После этой церемонии, по свидетельству французского посла, «два герольда верхами, в великолепном убранстве… отправились в различные кварталы города, возвещая о мире; при них находились два секретаря, которые читали договор, и четыре унтер-офицера, бросавших в народ деньги». 15 февраля при дворе был маскарад, который завершился далеко за полночь. 17-го в заключение торжеств императрица раздавала золотые медали иностранным дипломатам и придворным, а потом «пошла в апартаменты принцессы Анны (племянницы императрицы. — И. К.), выходящие на площадь, и сама стала бросать оттуда деньги в народ». Для подданных было выставлено угощение, в том числе два зажаренных целиком быка и вино из фонтанов, наполнявших огромный бассейн. За народным «удовольствием» императрица и свита «смотрением из окон веселитца изволили»…

Наверное, доволен был и Артемий Петрович.

§ ДАННЫЕ УПРАЖНЕНИЯ

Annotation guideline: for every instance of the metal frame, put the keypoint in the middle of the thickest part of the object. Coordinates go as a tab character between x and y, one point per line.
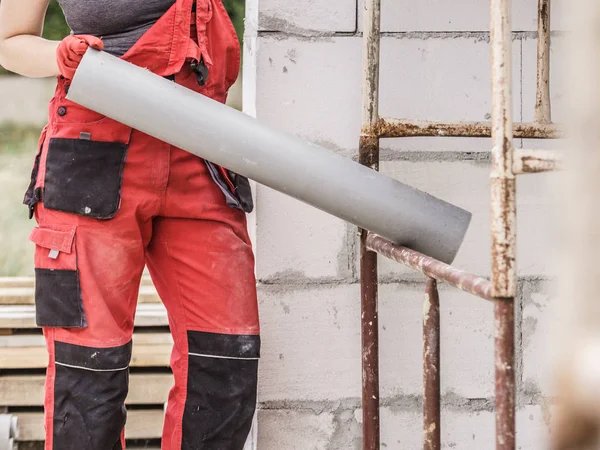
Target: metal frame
506	163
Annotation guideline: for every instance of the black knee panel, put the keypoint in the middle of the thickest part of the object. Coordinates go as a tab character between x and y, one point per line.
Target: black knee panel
221	390
89	396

§ ЗАДАНИЕ
Перечислите всех, кто, согласно отрывку о торжествах по случаю мира, отправился по кварталам города возвещать о мире, и укажите число каждых. Данные — отдельный материал, не связанный с отрывком.

§ ОТВЕТ
Два герольда, два секретаря и четыре унтер-офицера.